*Selected excerpt*

START

BBC Jam, aimed at children aged between five and 16, delivers free content supporting school curricula in English, Welsh and other UK languages.

Online companies said the service damaged their businesses and a review will take place.

NUT Cymru questioned whether private firms would provide the same service.

And the Welsh Assembly Government has also expressed concern.

BBC Jam went live in January 2006, with the BBC pledging to invest 150m over five years.

Much of the English-language content is available in Welsh with core subjects also available in Irish and Scots Gaelic.

In total, 189 staff across the UK, including 19 in Wales, work on the project, which will be suspended from 20 March pending a review.

'Valuable resource'

The decision by the BBC Trust follows a complaint from commercial online companies to the European Commission that BBC Jam had a negative impact on their businesses.

The trust has asked the corporation's management to come up with fresh proposals for how the BBC should deliver its charter obligation to promote learning for school-aged children.

Rhys Williams of teaching union NUT Cymru said the service was a valuable educational asset.

He added: "As a union we believe that education should be a public service and when you start talking about the commercial online companies the alarm bells start ringing and we think 'has this been too successful?'

"It's only 15 months old and it's been cut at very short notice. It makes us very worried.

"It is part of (the BBC's) educational role.

"One wonders to what extent commercial companies are going to step into the gap that the BBC has left in terms of Welsh language provision."

'Real concerns'

BBC Wales Controller, Menna Richards, said she was "disappointed" the service had been suspended.

She said: "We do know that hundreds of thousands of parents, children and teachers have found BBC Jam to be a very valuable resource.

"I think the next step for us now is to seek clarification about what we can do to respond to the demand for further proposals for online learning.

"We in BBC Wales are determined to play a part in that to ensure that school children in Wales in both English and Welsh get the best possible resource available."

On the position of BBC Jam staff, Ms Richards said: "There are real concerns, BBC Wales has around 20 people employed to work on BBC Jam.

"They do a fantastic job, they are talented people and they find themselves in this position through no fault of their own.

"We at BBC Wales will be doing everything we can to support them over the next few months."

A spokesperson for the Welsh Assembly Government said: "They (BBC Jam) provide a good service especially through the medium of Welsh.

"We hope their service will resume as soon as the review is over."

END

*Supplied information*

START

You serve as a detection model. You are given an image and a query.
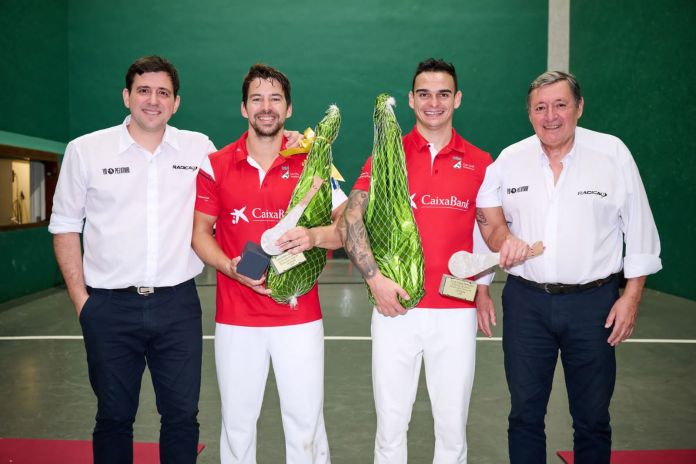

END

*Brief*
Write out the part of the BBC Jam article starting with "NUT Cymru questioned" and going on through "and Scots Gaelic.", word for word.

*The result*
NUT Cymru questioned whether private firms would provide the same service.

And the Welsh Assembly Government has also expressed concern.

BBC Jam went live in January 2006, with the BBC pledging to invest 150m over five years.

Much of the English-language content is available in Welsh with core subjects also available in Irish and Scots Gaelic.